-- What is expected --
Reproduce only the part of the records below that starts with the line containing "the monument base" and ends with the line containing "x=511, y=356", including both of those lines, word for word.

-- Dataset entries --
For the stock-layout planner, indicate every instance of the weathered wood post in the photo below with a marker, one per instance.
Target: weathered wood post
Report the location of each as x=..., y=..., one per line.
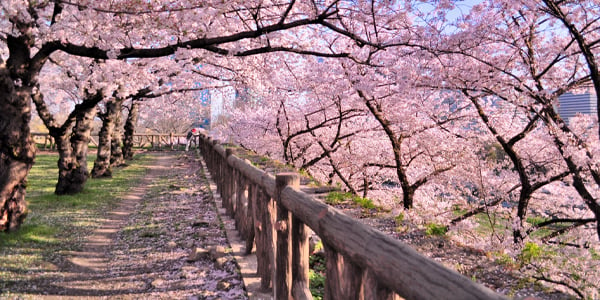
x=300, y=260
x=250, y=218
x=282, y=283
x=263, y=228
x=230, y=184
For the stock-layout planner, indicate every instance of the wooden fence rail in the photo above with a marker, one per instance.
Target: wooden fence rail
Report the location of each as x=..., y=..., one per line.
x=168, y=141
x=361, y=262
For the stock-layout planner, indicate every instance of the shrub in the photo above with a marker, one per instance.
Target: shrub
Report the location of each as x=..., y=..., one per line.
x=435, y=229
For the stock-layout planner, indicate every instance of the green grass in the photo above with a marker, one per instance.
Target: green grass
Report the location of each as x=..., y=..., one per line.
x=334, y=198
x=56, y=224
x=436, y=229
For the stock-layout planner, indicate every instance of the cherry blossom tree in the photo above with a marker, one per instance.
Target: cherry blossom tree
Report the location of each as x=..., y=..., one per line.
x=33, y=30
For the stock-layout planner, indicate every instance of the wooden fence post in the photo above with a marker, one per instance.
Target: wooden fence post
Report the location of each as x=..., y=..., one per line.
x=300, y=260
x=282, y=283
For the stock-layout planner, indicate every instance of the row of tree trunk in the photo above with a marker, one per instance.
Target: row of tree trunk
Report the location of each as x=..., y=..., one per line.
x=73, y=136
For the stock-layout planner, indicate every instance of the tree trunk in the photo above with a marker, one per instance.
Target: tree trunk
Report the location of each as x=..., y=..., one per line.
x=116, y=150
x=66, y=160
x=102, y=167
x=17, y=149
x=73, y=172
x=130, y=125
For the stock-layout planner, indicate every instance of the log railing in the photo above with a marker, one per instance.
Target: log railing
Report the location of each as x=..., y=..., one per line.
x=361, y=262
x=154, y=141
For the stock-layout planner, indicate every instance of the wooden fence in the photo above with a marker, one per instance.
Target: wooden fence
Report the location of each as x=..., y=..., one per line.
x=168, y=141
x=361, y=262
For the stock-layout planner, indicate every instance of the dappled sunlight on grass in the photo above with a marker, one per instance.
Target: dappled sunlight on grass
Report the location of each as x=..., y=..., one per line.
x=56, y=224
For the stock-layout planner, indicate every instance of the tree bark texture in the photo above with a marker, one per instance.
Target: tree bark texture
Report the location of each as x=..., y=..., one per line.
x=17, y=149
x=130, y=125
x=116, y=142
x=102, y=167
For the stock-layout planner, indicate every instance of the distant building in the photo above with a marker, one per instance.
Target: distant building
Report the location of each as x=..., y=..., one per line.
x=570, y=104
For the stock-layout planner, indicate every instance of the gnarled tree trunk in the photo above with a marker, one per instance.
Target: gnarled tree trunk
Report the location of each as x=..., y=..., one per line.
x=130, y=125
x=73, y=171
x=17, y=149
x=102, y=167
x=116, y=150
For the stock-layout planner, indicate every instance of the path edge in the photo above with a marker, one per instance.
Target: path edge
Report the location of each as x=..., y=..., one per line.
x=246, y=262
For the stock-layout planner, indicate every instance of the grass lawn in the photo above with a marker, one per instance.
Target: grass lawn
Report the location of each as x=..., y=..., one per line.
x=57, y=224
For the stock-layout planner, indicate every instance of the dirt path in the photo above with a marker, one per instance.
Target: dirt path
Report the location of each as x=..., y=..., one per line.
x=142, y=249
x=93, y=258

--

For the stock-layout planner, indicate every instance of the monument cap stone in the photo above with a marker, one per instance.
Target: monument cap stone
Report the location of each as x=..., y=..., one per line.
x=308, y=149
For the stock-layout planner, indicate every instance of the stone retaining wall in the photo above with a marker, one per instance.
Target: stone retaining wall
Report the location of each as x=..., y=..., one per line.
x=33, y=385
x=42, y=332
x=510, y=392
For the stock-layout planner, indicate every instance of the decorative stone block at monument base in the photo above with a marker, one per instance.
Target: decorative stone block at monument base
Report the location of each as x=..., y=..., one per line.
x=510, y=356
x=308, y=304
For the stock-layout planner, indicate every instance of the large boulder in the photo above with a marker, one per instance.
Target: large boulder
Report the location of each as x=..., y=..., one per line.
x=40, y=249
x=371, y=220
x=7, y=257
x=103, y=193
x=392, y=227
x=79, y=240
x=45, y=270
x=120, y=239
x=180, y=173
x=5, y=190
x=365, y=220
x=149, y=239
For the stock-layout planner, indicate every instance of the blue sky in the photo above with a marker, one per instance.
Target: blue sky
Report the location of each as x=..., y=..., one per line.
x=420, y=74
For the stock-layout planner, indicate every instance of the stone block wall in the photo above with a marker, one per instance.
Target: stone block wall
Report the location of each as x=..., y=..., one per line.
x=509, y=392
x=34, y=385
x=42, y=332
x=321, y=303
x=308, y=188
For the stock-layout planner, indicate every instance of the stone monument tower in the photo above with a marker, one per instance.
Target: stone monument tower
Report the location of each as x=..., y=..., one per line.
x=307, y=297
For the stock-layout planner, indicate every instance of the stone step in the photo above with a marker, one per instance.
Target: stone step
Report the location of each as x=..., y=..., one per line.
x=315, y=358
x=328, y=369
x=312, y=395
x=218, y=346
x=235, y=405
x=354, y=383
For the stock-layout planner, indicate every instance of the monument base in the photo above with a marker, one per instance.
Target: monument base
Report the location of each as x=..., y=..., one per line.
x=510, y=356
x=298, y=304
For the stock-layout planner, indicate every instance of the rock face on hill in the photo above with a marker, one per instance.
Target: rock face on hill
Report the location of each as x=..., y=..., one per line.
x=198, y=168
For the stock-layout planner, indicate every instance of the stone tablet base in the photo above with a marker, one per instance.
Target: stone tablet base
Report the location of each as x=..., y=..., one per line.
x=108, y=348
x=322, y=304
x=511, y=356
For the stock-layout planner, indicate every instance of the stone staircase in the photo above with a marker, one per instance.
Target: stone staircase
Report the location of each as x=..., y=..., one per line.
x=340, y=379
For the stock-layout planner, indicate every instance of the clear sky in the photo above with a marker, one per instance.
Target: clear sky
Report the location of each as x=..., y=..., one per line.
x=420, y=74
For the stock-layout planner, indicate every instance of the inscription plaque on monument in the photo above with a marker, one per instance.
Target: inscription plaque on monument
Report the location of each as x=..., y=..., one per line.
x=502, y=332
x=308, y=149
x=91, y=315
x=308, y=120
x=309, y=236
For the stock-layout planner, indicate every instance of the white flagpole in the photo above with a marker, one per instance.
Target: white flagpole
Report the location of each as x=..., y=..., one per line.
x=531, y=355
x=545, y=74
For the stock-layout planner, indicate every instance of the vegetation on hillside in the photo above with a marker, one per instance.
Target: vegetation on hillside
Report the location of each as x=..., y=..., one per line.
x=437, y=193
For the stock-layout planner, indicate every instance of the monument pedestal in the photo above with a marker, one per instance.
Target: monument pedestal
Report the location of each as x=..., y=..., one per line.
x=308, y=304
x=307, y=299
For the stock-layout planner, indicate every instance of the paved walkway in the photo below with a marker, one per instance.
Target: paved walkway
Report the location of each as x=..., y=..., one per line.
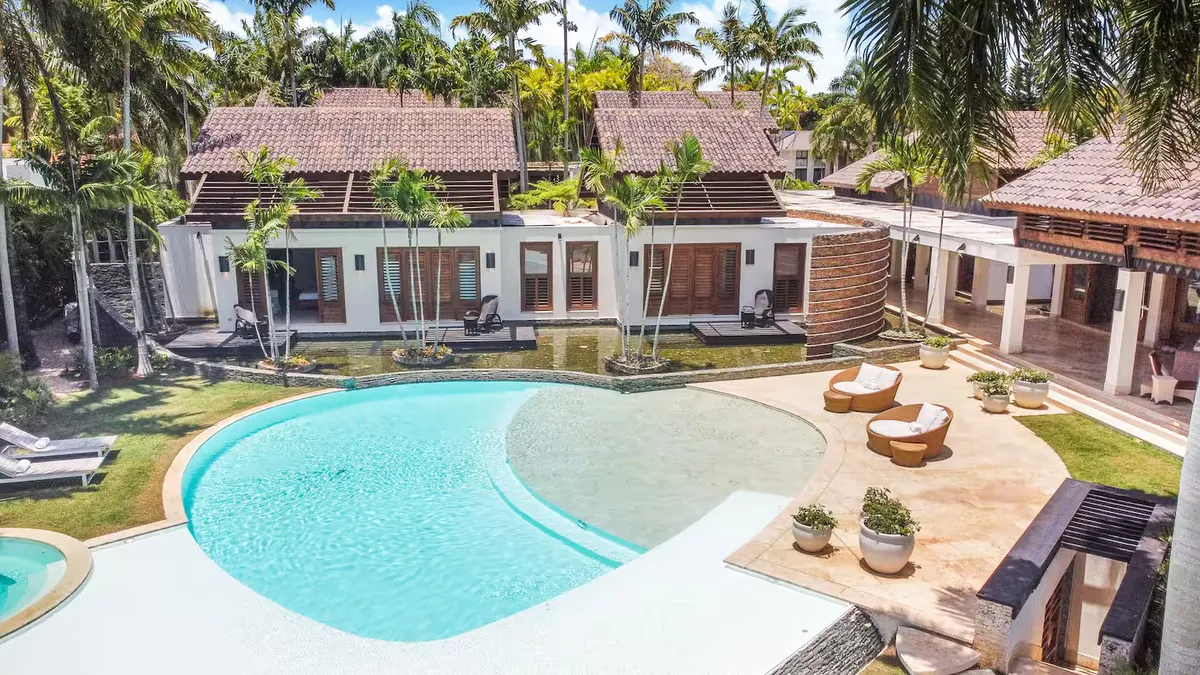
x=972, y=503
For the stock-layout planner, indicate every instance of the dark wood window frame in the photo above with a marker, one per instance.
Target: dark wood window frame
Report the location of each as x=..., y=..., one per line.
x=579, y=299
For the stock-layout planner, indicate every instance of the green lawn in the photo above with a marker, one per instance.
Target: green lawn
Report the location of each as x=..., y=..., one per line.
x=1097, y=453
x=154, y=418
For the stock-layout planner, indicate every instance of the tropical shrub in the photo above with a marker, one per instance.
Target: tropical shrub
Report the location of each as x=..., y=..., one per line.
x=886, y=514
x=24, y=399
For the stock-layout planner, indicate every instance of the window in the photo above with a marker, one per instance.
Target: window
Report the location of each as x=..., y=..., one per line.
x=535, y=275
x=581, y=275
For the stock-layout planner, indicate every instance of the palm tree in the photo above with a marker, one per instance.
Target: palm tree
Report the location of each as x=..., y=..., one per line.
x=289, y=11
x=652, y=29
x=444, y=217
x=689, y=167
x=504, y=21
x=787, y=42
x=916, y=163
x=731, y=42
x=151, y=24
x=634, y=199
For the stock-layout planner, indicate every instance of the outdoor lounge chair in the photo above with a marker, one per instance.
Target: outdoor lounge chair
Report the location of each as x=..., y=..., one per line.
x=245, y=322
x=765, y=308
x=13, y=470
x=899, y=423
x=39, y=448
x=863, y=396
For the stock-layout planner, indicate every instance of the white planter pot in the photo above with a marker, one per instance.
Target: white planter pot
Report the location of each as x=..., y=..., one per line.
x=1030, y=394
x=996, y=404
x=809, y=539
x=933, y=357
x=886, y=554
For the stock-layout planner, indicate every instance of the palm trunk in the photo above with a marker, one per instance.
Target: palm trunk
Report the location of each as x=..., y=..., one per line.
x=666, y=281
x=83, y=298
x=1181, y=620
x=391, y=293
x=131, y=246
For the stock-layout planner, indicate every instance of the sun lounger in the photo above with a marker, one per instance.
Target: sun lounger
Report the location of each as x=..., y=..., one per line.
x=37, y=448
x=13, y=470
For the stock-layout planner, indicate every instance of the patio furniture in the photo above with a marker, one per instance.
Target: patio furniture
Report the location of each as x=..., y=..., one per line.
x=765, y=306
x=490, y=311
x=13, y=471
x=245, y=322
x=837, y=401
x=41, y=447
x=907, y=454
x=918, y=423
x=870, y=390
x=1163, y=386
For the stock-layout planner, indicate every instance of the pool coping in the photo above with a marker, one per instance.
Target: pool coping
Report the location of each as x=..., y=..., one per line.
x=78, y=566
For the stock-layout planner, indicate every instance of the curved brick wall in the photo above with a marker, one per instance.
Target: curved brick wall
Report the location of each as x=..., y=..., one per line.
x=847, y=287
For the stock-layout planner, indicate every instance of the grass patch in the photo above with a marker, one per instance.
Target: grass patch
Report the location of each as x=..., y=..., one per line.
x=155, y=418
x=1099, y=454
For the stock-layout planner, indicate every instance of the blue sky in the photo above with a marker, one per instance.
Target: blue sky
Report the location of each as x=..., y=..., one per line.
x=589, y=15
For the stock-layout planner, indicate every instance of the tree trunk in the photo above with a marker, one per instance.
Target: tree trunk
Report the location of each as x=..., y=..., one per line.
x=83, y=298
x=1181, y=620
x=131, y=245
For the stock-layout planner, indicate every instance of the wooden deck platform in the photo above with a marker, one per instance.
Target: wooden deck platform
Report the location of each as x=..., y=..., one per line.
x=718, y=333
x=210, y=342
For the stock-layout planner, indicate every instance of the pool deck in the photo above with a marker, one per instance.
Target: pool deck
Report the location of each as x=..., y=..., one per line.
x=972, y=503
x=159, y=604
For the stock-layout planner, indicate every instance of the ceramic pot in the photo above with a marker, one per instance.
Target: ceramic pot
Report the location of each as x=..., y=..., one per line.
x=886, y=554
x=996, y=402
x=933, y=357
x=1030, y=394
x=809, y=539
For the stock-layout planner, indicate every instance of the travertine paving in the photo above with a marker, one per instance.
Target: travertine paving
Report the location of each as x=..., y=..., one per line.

-- Solved problem --
For the stock-layout planner, indicate every instance of the monument base in the photo above with a marker, one per instance.
Target: monument base
Report the location of each as x=..., y=..., one per line.
x=510, y=356
x=298, y=304
For the stock-layout planner, indicate every instance of the rock face on hill in the photo above with a marker, one per instance.
Target: rock face on hill
Report the location of each as x=..., y=..., one per line.
x=198, y=168
For the stock-layout planner, indicate every instance of the stone tablet base in the photo above with a marker, one per instance.
Target: stone tablet base
Report the location of each as x=..., y=..., one per line.
x=108, y=348
x=322, y=304
x=511, y=356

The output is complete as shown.